● Challenge
Reproduce the records below word for word, keeping every line of each one.

● Records shown
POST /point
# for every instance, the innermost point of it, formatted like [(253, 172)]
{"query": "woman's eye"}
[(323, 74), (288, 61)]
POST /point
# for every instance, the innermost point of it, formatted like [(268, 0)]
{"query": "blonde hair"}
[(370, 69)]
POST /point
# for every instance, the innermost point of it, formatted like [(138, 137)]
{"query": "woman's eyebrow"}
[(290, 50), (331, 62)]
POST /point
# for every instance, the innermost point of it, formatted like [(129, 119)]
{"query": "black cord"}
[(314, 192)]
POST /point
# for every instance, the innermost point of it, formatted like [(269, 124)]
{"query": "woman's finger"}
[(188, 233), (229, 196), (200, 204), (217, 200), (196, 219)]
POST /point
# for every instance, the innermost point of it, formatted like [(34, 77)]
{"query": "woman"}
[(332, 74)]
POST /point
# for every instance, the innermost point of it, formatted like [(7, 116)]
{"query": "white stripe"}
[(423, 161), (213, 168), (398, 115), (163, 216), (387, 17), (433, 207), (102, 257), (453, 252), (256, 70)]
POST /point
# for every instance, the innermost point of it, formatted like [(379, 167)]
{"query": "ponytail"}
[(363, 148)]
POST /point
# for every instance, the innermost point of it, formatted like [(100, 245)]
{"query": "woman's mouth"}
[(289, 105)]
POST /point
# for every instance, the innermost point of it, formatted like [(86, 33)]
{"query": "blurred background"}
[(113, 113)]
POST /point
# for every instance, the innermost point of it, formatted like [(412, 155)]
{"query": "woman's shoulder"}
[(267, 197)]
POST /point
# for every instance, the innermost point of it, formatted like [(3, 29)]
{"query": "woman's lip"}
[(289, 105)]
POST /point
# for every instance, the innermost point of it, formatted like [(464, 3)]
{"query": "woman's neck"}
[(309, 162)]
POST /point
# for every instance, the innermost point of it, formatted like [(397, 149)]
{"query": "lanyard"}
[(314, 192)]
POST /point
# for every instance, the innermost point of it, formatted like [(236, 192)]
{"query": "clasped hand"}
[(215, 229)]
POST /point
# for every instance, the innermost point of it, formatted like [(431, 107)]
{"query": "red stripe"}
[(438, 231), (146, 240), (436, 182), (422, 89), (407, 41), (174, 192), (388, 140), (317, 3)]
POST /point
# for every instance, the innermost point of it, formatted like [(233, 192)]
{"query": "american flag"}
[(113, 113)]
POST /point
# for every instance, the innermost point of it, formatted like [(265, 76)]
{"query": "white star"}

● Response to this exercise
POST /point
# for every instance, the innermost point of it, formatted like [(253, 172)]
{"query": "woman's eye"}
[(323, 74), (288, 61)]
POST /point
# for every instance, the innermost point of it, formatted like [(268, 0)]
{"query": "blonde hair"}
[(370, 69)]
POST /point
# for every instance, the innermost point of it, formatted like [(138, 137)]
{"query": "woman's eyebrow"}
[(290, 50), (331, 62)]
POST /point
# for every instance, the innermost point of it, formatted like [(129, 119)]
{"query": "black cord"}
[(314, 192)]
POST /point
# for every instance, the innermost point of it, formatted like [(269, 124)]
{"query": "woman's finger"}
[(188, 233), (229, 196), (200, 204), (217, 200), (196, 219)]
POST /point
# for every instance, the innermost point of it, formatted like [(34, 77)]
{"query": "woman"}
[(332, 74)]
POST /point
# for every instance, the innermost point of it, formatted like [(7, 116)]
{"query": "white stripe"}
[(423, 161), (213, 168), (398, 115), (163, 216), (387, 17), (433, 207), (102, 257), (453, 252), (256, 70)]
POST /point
# for every instance, the innermost point of it, formatted like [(379, 167)]
{"query": "ponytail"}
[(363, 148)]
POST /point
# for every instance, the innermost point of it, formatted like [(100, 245)]
{"query": "woman's mouth"}
[(289, 105)]
POST /point
# for every instance, the innermost point of it, formatted like [(86, 33)]
{"query": "blurred background"}
[(113, 113)]
POST /point
# for every instance, the innermost point of it, formatted like [(412, 155)]
{"query": "woman's shoulder"}
[(267, 197)]
POST /point
# for every instance, the innermost point of it, formatted like [(3, 29)]
{"query": "woman's lip"}
[(289, 105)]
POST /point
# for every instance, the innermost point of it, formatted like [(464, 3)]
{"query": "woman's neck"}
[(309, 162)]
POST /point
# for every instance, the innermost point of it, formatted like [(397, 149)]
{"query": "lanyard"}
[(314, 192)]
POST /point
# for every instance, the innermost point of it, formatted like [(236, 192)]
{"query": "clasped hand"}
[(215, 229)]
POST /point
# for every instance, the innermost point of it, formatted like [(431, 107)]
{"query": "red stripe"}
[(438, 231), (146, 240), (436, 182), (422, 89), (407, 41), (174, 192), (388, 140), (317, 3)]
POST /point
# for every instance, the innermost point of it, formatted like [(233, 192)]
{"query": "american flag"}
[(113, 113)]
POST /point
# for every instance, the innermost point of it, formatted like [(265, 76)]
{"query": "white star"}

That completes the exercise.